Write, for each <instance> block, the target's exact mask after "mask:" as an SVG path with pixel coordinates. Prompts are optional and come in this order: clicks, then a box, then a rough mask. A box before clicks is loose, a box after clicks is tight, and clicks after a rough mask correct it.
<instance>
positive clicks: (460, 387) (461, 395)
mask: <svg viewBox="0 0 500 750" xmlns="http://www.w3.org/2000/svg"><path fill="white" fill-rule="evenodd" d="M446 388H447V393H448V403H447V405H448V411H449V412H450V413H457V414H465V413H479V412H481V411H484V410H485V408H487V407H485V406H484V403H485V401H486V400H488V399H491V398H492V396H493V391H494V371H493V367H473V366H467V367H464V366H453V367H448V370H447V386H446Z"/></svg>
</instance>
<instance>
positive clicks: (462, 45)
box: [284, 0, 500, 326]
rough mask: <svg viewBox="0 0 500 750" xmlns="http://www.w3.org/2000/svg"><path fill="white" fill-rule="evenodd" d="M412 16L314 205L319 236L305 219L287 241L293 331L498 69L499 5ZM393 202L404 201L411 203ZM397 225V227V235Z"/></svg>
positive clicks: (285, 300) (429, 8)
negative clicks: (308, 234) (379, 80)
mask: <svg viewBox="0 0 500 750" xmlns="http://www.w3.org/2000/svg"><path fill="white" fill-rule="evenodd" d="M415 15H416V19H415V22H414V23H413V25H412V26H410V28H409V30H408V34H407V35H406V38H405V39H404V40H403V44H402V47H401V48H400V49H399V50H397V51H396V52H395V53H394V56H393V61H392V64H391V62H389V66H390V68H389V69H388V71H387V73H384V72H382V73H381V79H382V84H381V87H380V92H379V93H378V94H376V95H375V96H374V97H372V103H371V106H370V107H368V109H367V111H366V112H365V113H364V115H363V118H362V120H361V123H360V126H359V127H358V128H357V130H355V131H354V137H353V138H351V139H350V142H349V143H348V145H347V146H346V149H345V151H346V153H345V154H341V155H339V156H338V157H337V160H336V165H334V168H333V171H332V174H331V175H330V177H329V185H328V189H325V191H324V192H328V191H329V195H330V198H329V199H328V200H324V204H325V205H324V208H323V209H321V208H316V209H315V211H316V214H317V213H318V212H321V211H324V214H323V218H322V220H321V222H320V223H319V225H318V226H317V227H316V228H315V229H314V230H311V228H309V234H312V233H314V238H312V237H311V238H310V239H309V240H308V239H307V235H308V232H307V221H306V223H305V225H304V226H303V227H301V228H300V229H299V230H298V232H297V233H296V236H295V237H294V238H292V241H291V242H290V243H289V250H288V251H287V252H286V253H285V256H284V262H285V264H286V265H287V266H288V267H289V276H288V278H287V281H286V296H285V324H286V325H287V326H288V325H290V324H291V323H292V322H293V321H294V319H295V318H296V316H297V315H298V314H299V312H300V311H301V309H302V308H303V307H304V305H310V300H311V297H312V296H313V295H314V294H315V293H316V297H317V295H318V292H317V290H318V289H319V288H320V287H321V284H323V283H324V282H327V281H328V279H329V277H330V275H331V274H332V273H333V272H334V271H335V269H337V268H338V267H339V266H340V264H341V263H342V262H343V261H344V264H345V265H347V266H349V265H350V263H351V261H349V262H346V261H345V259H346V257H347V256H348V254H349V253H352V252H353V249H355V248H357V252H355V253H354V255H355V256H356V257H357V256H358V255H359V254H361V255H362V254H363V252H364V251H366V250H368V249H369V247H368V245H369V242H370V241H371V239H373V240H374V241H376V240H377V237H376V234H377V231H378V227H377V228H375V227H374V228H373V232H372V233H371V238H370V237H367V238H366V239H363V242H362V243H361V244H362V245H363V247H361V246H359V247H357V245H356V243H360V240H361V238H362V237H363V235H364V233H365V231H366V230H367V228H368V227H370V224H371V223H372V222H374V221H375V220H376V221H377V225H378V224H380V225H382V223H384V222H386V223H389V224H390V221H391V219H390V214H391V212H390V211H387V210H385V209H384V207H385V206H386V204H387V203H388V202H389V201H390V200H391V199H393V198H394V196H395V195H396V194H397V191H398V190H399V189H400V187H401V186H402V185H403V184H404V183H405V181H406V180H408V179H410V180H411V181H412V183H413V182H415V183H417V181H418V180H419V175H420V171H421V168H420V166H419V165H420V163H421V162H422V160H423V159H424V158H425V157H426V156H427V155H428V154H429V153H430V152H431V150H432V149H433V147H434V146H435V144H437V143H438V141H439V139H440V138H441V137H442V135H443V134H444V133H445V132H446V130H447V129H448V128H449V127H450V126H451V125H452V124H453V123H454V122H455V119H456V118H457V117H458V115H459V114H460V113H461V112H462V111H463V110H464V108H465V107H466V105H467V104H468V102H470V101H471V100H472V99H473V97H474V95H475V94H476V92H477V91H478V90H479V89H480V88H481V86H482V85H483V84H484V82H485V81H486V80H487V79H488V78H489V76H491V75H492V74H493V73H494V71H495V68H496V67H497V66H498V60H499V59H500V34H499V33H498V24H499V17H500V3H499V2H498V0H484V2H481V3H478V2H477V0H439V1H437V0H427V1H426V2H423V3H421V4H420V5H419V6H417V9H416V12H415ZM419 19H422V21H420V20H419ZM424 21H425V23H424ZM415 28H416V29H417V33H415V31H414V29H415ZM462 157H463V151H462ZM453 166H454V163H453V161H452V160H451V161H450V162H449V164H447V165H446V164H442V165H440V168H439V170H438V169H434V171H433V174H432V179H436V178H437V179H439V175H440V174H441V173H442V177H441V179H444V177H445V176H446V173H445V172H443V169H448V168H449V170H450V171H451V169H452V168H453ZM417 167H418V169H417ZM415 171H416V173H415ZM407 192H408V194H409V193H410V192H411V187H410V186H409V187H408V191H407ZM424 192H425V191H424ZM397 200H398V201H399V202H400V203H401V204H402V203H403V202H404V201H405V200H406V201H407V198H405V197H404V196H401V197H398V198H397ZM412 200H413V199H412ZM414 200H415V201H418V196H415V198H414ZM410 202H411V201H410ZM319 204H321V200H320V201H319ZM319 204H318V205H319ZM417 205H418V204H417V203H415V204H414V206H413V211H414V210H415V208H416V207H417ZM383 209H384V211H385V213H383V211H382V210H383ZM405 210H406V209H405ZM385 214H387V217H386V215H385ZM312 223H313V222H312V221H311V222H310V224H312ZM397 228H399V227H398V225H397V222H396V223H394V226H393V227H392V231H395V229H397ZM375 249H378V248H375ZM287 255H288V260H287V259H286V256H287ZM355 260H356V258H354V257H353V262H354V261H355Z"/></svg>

___

_Task goal_
Word for word, reproduce all of the material shown above.

_Exercise response_
Write, for each <instance> block, the target's exact mask after "mask:" as an SVG path with pixel coordinates. Prompts are optional and come in this order: clicks, then a box, then a rough mask. A box before clicks is loose, a box after clicks is tight, and clicks after a rough mask correct it.
<instance>
positive clicks: (460, 387) (461, 395)
mask: <svg viewBox="0 0 500 750" xmlns="http://www.w3.org/2000/svg"><path fill="white" fill-rule="evenodd" d="M446 388H447V393H448V403H447V405H448V411H449V412H450V413H457V414H465V413H479V412H481V411H484V410H485V408H487V407H485V406H484V403H485V401H486V400H488V399H491V398H492V396H493V391H494V371H493V367H473V366H467V367H464V366H453V367H448V370H447V386H446Z"/></svg>
</instance>
<instance>
positive clicks: (462, 45)
box: [284, 0, 500, 326]
rough mask: <svg viewBox="0 0 500 750" xmlns="http://www.w3.org/2000/svg"><path fill="white" fill-rule="evenodd" d="M412 16L314 205L319 236L305 219L287 241L293 331L498 69L499 5ZM393 202L404 201L411 203ZM397 225V227V235Z"/></svg>
positive clicks: (285, 300) (429, 8)
negative clicks: (308, 234) (379, 80)
mask: <svg viewBox="0 0 500 750" xmlns="http://www.w3.org/2000/svg"><path fill="white" fill-rule="evenodd" d="M415 15H416V19H415V22H414V23H413V25H412V26H410V28H409V30H408V34H407V35H406V38H405V39H404V40H403V44H402V47H401V48H400V49H399V50H397V51H396V52H395V53H394V56H393V61H392V64H391V62H389V66H390V68H389V69H388V71H387V73H384V72H382V73H381V79H382V84H381V87H380V92H379V93H378V94H376V95H375V96H374V97H372V103H371V106H370V107H368V109H367V111H366V112H365V113H364V115H363V118H362V120H361V123H360V126H359V127H358V128H357V130H355V131H354V137H353V138H351V139H350V142H349V143H348V145H347V146H346V149H345V151H346V153H345V154H341V155H339V156H338V157H337V160H336V165H334V168H333V171H332V174H331V175H330V177H329V185H328V189H325V191H324V192H328V191H329V195H330V198H329V199H328V200H324V204H325V205H324V208H323V209H321V208H316V209H315V211H316V214H317V213H318V212H321V211H324V214H323V218H322V220H321V222H320V223H319V225H318V226H317V227H316V228H315V229H314V230H311V228H309V234H312V233H314V238H312V237H311V238H310V239H309V240H308V239H307V235H308V232H307V221H306V223H305V225H304V226H303V227H301V228H300V229H299V230H298V232H297V233H296V236H295V237H294V238H292V241H291V242H290V243H289V250H288V251H287V252H286V253H285V256H284V262H285V264H286V265H287V266H288V267H289V276H288V278H287V281H286V296H285V324H286V325H287V326H288V325H290V324H291V323H292V322H293V321H294V319H295V318H296V316H297V315H298V314H299V312H300V311H301V309H302V308H303V307H304V305H310V300H311V297H312V296H313V295H314V294H315V293H316V297H317V295H318V292H317V290H318V289H319V288H320V287H321V284H323V283H324V282H327V281H328V279H329V277H330V275H331V274H332V273H333V272H334V271H335V269H337V268H338V267H339V266H340V264H341V263H342V262H343V261H344V264H345V265H347V266H349V265H350V263H351V261H349V262H346V261H345V259H346V257H347V256H348V254H349V253H352V252H353V249H355V248H357V252H355V253H354V255H355V256H356V257H357V256H358V255H359V254H361V255H362V254H363V252H364V251H366V250H368V249H369V247H368V245H369V242H370V241H371V239H373V240H374V241H376V240H377V237H376V234H377V231H378V227H377V228H375V227H374V228H373V232H372V233H371V238H370V237H367V238H366V239H363V242H362V243H361V244H362V245H363V247H361V246H359V247H357V245H356V243H360V240H361V238H362V237H363V235H364V233H365V231H366V230H367V228H368V227H370V224H371V223H372V222H374V221H375V220H376V221H377V225H378V224H380V225H382V223H384V222H386V223H389V224H390V221H391V219H390V214H391V212H390V211H387V210H385V209H384V207H385V206H386V204H387V203H388V202H389V201H390V200H391V199H393V198H394V196H395V195H396V194H397V191H398V190H399V189H400V187H401V186H402V185H403V184H404V183H405V181H406V180H408V179H410V180H411V181H412V183H413V182H415V183H417V181H418V180H419V175H420V171H421V168H420V166H419V165H420V163H421V162H422V160H423V159H424V158H425V157H426V156H427V155H428V154H429V153H430V152H431V150H432V149H433V147H434V146H435V144H437V143H438V141H439V139H440V138H441V137H442V135H443V134H444V133H445V132H446V130H447V129H448V128H449V127H450V126H451V125H452V124H453V123H454V122H455V119H456V118H457V117H458V115H459V114H460V113H461V112H462V111H463V110H464V108H465V107H466V105H467V104H468V102H470V101H471V100H472V99H473V97H474V95H475V94H476V92H477V91H478V90H479V89H480V88H481V86H482V85H483V84H484V82H485V81H486V80H487V79H488V78H489V76H491V75H492V74H493V73H494V71H495V68H496V67H497V66H498V60H499V59H500V34H499V33H498V24H499V17H500V3H499V2H498V0H484V2H481V3H478V2H477V0H439V1H437V0H427V1H426V2H423V3H421V4H420V5H419V6H417V9H416V12H415ZM419 19H422V21H420V20H419ZM424 21H425V23H424ZM415 28H416V29H417V33H415V31H414V29H415ZM462 157H463V151H462ZM453 166H454V163H453V161H452V160H451V161H450V162H449V164H447V165H446V164H442V165H440V168H439V170H438V169H434V171H433V174H432V179H436V178H437V179H439V175H440V174H441V173H442V177H441V179H444V177H445V176H446V173H445V172H443V169H448V168H449V170H450V171H451V169H452V168H453ZM417 167H418V169H417ZM415 171H416V173H415ZM407 192H408V194H409V193H410V192H411V187H410V186H409V187H408V191H407ZM424 192H425V191H424ZM397 200H398V201H399V202H400V203H401V204H402V203H403V202H404V201H405V200H406V201H407V198H405V197H404V196H401V197H398V198H397ZM412 200H413V199H412ZM414 200H415V201H418V196H415V198H414ZM410 202H411V201H410ZM319 204H321V200H320V201H319ZM319 204H318V205H319ZM417 205H418V204H417V203H415V204H414V206H413V211H414V210H415V208H416V207H417ZM383 209H384V211H385V213H383V211H382V210H383ZM405 210H406V209H405ZM385 214H387V217H386V215H385ZM312 223H313V222H312V221H311V222H310V224H312ZM397 228H399V227H398V225H397V222H396V223H394V226H393V227H392V231H395V229H397ZM375 249H378V248H375ZM287 255H288V260H287V259H286V256H287ZM355 260H356V258H354V257H353V262H354V261H355Z"/></svg>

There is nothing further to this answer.